内存优化：充满矛盾的SparseArray-阿里云开发者社区

SparseArray可直译为“稀疏数组”，虽然听上去很“松散”，但它其实非常“紧致”。这一篇将会通过分析SparseArray的源码来展现这个类的矛盾之处。

还记得分析RecyclerView缓存机制中提到的SparseArray吗？当时只知道它是一个存放键值对的容器。RecyclerView的回收池使用它按ViewType分类存放被回收的ViewHolder。 HashMap也存放键值对，为啥RecyclerView不用 HashMap？

带着这个疑问，点开SparseArray.java，一探究竟：

/**
 * SparseArrays map integers to Objects.  Unlike a normal array of Objects,
 * there can be gaps in the indices.  It is intended to be more memory efficient
 * than using a HashMap to map Integers to Objects, both because it avoids
 * auto-boxing keys and its data structure doesn‘t rely on an extra entry object
 * for each mapping.
 * SparseArrays建立int值和Object之间的关系
 * 不同于一般的数组对象，SparseArray数组对象间不会存在空隙
 * 相对于HashMap<Integer,Object>更加节省内存，因为避免了键自动装箱以及创建Entry实体 
 *
 * <p>Note that this container keeps its mappings in an array data structure,
 * using a binary search to find keys.  The implementation is not intended to be appropriate for
 * data structures
 * that may contain large numbers of items.  It is generally slower than a traditional
 * HashMap, since lookups require a binary search and adds and removes require inserting
 * and deleting entries in the array.  For containers holding up to hundreds of items,
 * the performance difference is not significant, less than 50%.</p>
 * SparseArrays将键值对保存在数组中并通过二分查找键值。所以在数据量很大的时候速度较慢。
 */
public class SparseArray<E> implements Cloneable { }

读完这段注释好像已经回答了刚才的问题：因为SparseArray相较于HashMap有更好的空间性能。而且RecyclerView回收池中每种viewType默认最多存放5个ViewHolder。少量数据也正好可以忽略SparseArray在性能上的劣势。
☆ ☆ ☆
◆ **书面练习 1**: 请把下方条目中从包含“Check that each instance of the building”的那一行起、一直到条目末尾的各行原样打印出来，首尾两行都要包括在内，答案里不要放图片。
☆ ☆ ☆
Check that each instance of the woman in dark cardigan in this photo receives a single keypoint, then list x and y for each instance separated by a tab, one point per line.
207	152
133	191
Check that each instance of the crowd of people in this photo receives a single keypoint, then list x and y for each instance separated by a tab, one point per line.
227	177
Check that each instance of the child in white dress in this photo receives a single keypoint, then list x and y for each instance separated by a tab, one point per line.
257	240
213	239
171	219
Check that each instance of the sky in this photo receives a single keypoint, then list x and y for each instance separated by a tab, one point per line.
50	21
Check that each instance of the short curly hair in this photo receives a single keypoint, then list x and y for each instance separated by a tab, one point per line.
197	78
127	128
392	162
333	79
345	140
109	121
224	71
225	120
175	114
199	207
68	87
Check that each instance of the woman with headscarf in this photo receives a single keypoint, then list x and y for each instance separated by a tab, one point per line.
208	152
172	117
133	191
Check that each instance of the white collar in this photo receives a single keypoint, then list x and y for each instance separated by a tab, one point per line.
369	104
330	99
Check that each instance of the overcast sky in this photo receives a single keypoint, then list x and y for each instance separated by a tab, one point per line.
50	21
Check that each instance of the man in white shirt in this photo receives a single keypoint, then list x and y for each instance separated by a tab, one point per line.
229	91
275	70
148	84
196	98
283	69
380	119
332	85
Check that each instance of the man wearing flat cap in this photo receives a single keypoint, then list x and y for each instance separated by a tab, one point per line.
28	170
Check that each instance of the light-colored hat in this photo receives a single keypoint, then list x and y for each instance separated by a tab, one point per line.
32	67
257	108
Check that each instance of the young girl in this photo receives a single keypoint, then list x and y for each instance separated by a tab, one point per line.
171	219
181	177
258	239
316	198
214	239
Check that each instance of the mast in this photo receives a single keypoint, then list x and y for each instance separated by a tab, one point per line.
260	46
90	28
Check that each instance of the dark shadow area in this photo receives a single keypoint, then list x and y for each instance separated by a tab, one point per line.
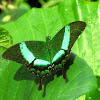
24	74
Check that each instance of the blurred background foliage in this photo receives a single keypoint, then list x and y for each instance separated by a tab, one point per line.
10	10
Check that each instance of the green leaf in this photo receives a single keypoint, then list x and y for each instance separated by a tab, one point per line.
95	93
5	39
87	46
18	83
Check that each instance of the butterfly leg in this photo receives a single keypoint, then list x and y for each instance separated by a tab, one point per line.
40	84
63	72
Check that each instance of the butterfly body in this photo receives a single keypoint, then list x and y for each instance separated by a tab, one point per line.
42	57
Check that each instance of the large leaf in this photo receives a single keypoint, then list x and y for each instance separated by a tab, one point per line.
38	23
28	27
5	39
18	84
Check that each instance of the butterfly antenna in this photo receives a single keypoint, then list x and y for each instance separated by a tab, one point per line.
39	30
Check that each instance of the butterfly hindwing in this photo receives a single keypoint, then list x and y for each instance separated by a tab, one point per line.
65	38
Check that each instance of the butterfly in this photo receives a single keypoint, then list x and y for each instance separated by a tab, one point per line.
42	57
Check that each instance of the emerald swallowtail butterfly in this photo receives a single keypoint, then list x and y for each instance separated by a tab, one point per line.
41	57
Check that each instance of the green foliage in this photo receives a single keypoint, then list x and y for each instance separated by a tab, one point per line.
5	39
18	83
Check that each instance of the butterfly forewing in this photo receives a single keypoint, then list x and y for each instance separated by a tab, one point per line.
26	52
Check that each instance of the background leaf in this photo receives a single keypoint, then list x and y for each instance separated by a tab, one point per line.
28	27
5	39
18	83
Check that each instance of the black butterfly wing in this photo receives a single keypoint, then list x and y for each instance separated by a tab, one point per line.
26	52
66	37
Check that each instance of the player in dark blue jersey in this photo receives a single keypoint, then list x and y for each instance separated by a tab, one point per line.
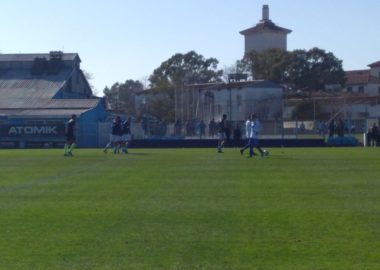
126	134
222	128
70	136
115	135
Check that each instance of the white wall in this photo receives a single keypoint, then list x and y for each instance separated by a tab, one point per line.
263	41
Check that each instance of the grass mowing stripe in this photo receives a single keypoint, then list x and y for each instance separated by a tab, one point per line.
194	209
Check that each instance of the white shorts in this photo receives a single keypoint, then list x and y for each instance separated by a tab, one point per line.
126	137
115	138
221	135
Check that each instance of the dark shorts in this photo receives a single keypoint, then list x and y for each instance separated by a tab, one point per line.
70	137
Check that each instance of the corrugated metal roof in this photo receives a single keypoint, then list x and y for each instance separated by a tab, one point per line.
42	113
49	103
20	57
19	83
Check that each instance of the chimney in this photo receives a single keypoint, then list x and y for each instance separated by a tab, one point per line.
265	13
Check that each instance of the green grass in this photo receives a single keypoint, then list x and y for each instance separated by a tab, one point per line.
190	209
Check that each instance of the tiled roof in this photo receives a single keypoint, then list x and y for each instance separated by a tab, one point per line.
360	77
376	64
235	85
357	76
265	26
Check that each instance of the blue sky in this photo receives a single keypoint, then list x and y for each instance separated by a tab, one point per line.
119	40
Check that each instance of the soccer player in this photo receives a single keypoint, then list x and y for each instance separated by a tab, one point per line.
126	134
256	129
222	127
70	136
248	134
114	136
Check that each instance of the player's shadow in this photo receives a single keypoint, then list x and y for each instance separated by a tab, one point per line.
138	154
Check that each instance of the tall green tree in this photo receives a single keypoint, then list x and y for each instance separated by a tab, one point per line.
171	77
121	96
268	65
314	69
310	70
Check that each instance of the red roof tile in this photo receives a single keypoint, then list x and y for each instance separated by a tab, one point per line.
376	64
357	76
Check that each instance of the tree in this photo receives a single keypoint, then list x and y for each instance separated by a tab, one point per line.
121	96
308	109
309	70
314	69
171	77
268	65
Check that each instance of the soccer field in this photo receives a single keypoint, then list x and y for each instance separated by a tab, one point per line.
190	209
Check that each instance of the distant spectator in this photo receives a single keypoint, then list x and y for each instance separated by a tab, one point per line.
331	128
302	127
353	129
202	128
374	135
211	128
177	128
237	134
340	128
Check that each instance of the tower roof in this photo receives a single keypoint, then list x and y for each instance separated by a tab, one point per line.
265	25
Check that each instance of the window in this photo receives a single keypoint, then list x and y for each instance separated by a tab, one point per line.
219	109
238	100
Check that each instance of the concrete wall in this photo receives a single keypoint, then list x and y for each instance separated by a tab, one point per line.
238	103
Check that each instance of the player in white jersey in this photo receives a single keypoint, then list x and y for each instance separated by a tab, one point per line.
255	132
248	134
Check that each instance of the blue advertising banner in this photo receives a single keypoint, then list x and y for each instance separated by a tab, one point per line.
14	131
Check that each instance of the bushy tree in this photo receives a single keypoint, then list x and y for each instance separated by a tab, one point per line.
121	96
309	70
171	77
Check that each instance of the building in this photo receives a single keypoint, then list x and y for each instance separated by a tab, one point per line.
236	99
265	35
39	93
365	81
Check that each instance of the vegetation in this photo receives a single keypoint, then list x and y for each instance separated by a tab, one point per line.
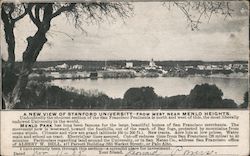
☆ ☆ ☆
◆ **书面练习 2**: 从关于 SparseArray 的文章里输出以含有“SparseArray可直译”的词句开头、以“for each mapping.”结尾的那一段，一字不改。

◆ **参考解答 1**:
Check that each instance of the building in this photo receives a single keypoint, then list x and y for each instance separated by a tab, one point per line.
236	99
265	35
39	93
365	81
Check that each instance of the vegetation in this photo receives a single keypoint, then list x and y for each instance separated by a tab, one point per line.

◆ **参考解答 2**:
SparseArray可直译为“稀疏数组”，虽然听上去很“松散”，但它其实非常“紧致”。这一篇将会通过分析SparseArray的源码来展现这个类的矛盾之处。

还记得分析RecyclerView缓存机制中提到的SparseArray吗？当时只知道它是一个存放键值对的容器。RecyclerView的回收池使用它按ViewType分类存放被回收的ViewHolder。 HashMap也存放键值对，为啥RecyclerView不用 HashMap？

带着这个疑问，点开SparseArray.java，一探究竟：

/**
 * SparseArrays map integers to Objects.  Unlike a normal array of Objects,
 * there can be gaps in the indices.  It is intended to be more memory efficient
 * than using a HashMap to map Integers to Objects, both because it avoids
 * auto-boxing keys and its data structure doesn‘t rely on an extra entry object
 * for each mapping.